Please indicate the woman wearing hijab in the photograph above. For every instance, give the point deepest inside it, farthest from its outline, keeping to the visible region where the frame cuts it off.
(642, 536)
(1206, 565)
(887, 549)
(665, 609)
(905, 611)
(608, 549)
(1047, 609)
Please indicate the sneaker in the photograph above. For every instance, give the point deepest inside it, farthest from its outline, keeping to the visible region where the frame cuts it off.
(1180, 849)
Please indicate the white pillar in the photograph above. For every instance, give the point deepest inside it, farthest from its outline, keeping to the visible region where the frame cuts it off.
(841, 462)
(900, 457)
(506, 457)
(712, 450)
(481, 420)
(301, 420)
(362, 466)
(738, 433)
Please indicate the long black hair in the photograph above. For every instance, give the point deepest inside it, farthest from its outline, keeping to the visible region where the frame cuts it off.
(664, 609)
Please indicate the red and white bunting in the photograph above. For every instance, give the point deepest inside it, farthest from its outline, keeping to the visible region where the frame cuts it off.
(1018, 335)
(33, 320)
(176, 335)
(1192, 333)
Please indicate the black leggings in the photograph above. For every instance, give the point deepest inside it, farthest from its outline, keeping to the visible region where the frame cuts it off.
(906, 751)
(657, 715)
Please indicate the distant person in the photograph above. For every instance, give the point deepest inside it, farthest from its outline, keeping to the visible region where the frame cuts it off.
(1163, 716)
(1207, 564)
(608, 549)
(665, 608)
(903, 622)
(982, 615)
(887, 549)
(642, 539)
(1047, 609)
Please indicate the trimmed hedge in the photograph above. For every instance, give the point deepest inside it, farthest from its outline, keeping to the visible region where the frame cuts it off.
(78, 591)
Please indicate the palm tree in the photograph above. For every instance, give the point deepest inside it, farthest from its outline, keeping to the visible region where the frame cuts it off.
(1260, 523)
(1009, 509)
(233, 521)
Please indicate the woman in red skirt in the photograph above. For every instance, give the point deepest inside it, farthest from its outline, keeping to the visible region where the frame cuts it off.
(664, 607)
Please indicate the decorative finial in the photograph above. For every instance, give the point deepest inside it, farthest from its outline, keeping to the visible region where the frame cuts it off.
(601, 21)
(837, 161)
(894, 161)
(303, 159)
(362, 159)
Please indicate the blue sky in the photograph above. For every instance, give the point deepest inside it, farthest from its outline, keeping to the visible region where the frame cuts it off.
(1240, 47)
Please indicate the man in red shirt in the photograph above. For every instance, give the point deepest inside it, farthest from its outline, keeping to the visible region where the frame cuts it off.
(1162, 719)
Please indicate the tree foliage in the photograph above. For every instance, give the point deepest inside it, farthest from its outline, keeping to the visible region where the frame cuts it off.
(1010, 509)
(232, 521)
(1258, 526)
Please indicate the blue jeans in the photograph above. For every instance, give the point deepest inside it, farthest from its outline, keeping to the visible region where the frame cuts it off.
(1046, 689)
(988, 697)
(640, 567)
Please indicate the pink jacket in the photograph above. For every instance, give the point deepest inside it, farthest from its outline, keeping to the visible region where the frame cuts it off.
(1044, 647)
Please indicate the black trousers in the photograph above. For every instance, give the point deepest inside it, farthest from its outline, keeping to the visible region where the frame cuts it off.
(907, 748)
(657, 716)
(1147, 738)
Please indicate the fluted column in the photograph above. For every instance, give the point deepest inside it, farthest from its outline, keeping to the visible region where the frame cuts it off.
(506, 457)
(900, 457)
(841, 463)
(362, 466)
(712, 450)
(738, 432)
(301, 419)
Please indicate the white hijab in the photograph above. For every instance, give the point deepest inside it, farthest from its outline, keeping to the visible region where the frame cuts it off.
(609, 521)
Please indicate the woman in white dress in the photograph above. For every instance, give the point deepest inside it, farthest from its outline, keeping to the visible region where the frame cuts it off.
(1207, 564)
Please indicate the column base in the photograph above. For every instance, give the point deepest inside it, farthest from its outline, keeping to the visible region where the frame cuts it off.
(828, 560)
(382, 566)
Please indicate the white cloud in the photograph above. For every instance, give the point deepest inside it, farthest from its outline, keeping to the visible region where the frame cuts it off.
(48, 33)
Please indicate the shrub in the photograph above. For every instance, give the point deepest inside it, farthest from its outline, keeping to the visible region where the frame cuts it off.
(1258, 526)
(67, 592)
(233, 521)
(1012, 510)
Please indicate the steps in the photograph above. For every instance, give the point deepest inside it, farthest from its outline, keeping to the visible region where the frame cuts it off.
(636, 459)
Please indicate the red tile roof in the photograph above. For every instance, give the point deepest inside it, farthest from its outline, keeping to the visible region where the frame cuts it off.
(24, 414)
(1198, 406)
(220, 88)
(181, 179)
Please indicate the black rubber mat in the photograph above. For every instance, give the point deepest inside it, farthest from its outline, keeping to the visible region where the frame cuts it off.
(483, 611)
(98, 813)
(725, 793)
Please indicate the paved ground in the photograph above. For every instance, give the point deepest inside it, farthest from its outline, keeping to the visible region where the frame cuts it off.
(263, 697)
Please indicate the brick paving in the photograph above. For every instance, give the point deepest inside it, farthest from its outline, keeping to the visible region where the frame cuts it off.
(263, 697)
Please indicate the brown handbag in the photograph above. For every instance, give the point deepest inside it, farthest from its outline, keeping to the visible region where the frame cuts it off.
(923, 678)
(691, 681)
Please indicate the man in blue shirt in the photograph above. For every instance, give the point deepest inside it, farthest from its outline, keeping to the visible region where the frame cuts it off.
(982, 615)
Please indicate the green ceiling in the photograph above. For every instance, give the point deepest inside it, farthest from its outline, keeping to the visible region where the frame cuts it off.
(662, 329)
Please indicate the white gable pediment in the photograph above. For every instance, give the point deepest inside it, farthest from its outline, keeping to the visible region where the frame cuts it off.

■ ■ ■

Copy out the data shown above without altering anything.

Please indicate the woman wearing hijab in the photograph above. For every instance, give the point deepest inside it, farthest from its outline, keeping to the visible region where the frame cuts it off.
(642, 536)
(1206, 565)
(887, 549)
(665, 609)
(905, 611)
(608, 549)
(1047, 609)
Please indicate the sneaker in the photograph above. For every instance, give the point deepest inside it, farthest from its outline, keeping to the visible region where the frame cuts it off.
(1180, 849)
Please indicate the white pillar in the photograph above. For every instance, give the point deepest inside it, farthest from its outline, keeping to the visible region where the frame cuts it off.
(841, 462)
(900, 457)
(506, 457)
(712, 450)
(481, 420)
(301, 420)
(362, 466)
(738, 433)
Please indicate the long black hair in the photograph above. For every instance, give the point deepest inside it, farthest from its outline, keeping to the visible region where the frame cuts it off.
(664, 609)
Please indicate the red and white bunting in the photograph above. For every instance, give the point deepest inside it, farthest from its outline, keeping to the visible region where the frame cuts it off.
(1018, 335)
(33, 320)
(176, 335)
(1192, 333)
Please indicate the black leggings in the photograph above. For every instance, give the point deepest inside it, farthest from its outline, keeping to the visible region where the frame cuts it off.
(906, 751)
(657, 715)
Please indicate the distant person in the photograph above. For every instance, give the point deepest inside it, farthest from its outline, keeping to the visible region where the frame cuts it off.
(1163, 716)
(1207, 564)
(608, 549)
(665, 608)
(903, 622)
(982, 615)
(887, 549)
(642, 539)
(1047, 609)
Please indicate the trimmed hedge in the photograph above. For every instance, give the point deepest inside it, farthest from its outline, keeping to the visible region where the frame cuts it off.
(78, 591)
Please indicate the palm tree in the photograph above. For every instance, give the point deepest inside it, farthest from its outline, keeping to the visible region where the frame cuts it off.
(1260, 523)
(1009, 509)
(233, 521)
Please indicate the woman in red skirt in the photograph above. For every instance, give the point deepest inside it, farthest from its outline, keeping to the visible region where the frame cuts it off.
(664, 607)
Please indicate the decorative finial in the photograph above. For every instance, give the point deepest inside it, farthest from its outline, keeping to the visible region where the frame cuts it off.
(601, 21)
(837, 161)
(894, 161)
(303, 159)
(362, 159)
Please indicate the blue sky in the photograph above. For every instance, give the point deepest inside it, farthest from its outline, keeping to the visible region where the frame cuts it off.
(1240, 47)
Please indicate the man in red shirt in the photograph above. For every instance, give the point deepest inside it, farthest from its outline, keeping to the visible region where the frame cuts it off.
(1162, 719)
Please indicate the tree foliage in the photograph above. For every instance, give the point deepest inside it, farthest from its outline, keeping to the visible region where the frame cuts it off.
(1010, 509)
(232, 521)
(1258, 526)
Please indicate the blue jeans in the photograph above. For every instance, give the point deepest inside it, farthest from its outline, keeping to the visible region where the frame cuts it off.
(1046, 689)
(988, 697)
(640, 567)
Please indicate the pink jacket in the photograph above. For every instance, give the point deepest inside it, farthest from its outline, keeping to the visible region where the frame cuts it off.
(1044, 647)
Please indicate the black trousers in the photograph above. For every instance, give the point deepest inside it, farthest from its outline, keeping to the visible region where the frame cuts it off.
(907, 748)
(657, 716)
(1147, 738)
Please indicate the fluted column in the photograph above. For every instance, give the point deepest inside it, farthest from its outline, keeping to the visible region where the frame cuts it off.
(506, 457)
(900, 457)
(841, 463)
(362, 466)
(712, 450)
(738, 432)
(301, 419)
Please indicate the white hijab in the photograph above. For every instance, give the point deepest inside it, farthest from its outline, keeping to the visible region where the frame cuts it off.
(609, 521)
Please indicate the woman in white dress in the photograph above. For every instance, give the point deepest inside it, farthest from its outline, keeping to the visible region where the frame cuts it off.
(1207, 564)
Please indicate the column base in the photograph above. For every instance, give the point deepest inside it, farthest from its outline, keeping to the visible region where the frame cuts it off.
(828, 560)
(382, 566)
Please indicate the white cloud in the photograph above. For every instance, give the point deepest inside it, farthest from its outline, keeping to the visible region where the frame cuts it off.
(48, 33)
Please indicate the shrub in the photograph above. For every instance, give the point deepest inside it, farthest from its outline, keeping to the visible region where the frame cuts it off.
(1258, 526)
(67, 592)
(233, 521)
(1012, 510)
Please indicate the steps in the photograph above. For every instance, give the point deepest inside it, farthest from its outline, keeping to the visible region where the frame cuts it off.
(636, 459)
Please indicate the red tile roof in the photograph above. For every instance, give the point deepest inside it, farthest from its outline, keeping to the visible region where the frame cuts it off.
(24, 414)
(1198, 406)
(220, 88)
(181, 179)
Please indicate the black rubber mat in the photograph above. For every instance, give the point deepest inside it, farthest from its outline, keeping to the visible region where the frame cuts it off.
(483, 611)
(98, 813)
(725, 793)
Please indicate the paved ground in the photograph above. For every instance, give the point deepest inside it, farthest from its outline, keeping to the visible region where the frame cuts it off.
(263, 697)
Please indicate the brick paving in the photograph above. For every instance, give the point deepest inside it, farthest from its outline, keeping to the visible region where the frame cuts it off.
(263, 697)
Please indicate the brown handbag in the photograph above. For every instance, give the point deepest inside it, farthest from its outline, keeping to the visible region where the frame cuts it off.
(923, 678)
(691, 681)
Please indicate the man in blue shirt in the photograph above. For every instance, give the point deepest inside it, farthest from its outline, keeping to the visible region where the frame cuts it off.
(982, 615)
Please indicate the green ceiling in the photograph above. For every instance, give the point deepest inside it, farthest from its outline, keeping to the visible region where the frame cuts it off.
(662, 329)
Please indicate the white gable pediment in the photograph above. For every instance, give the point deepest inside it, farthest from its outline, keeping to the visible region where the frame cuts it off.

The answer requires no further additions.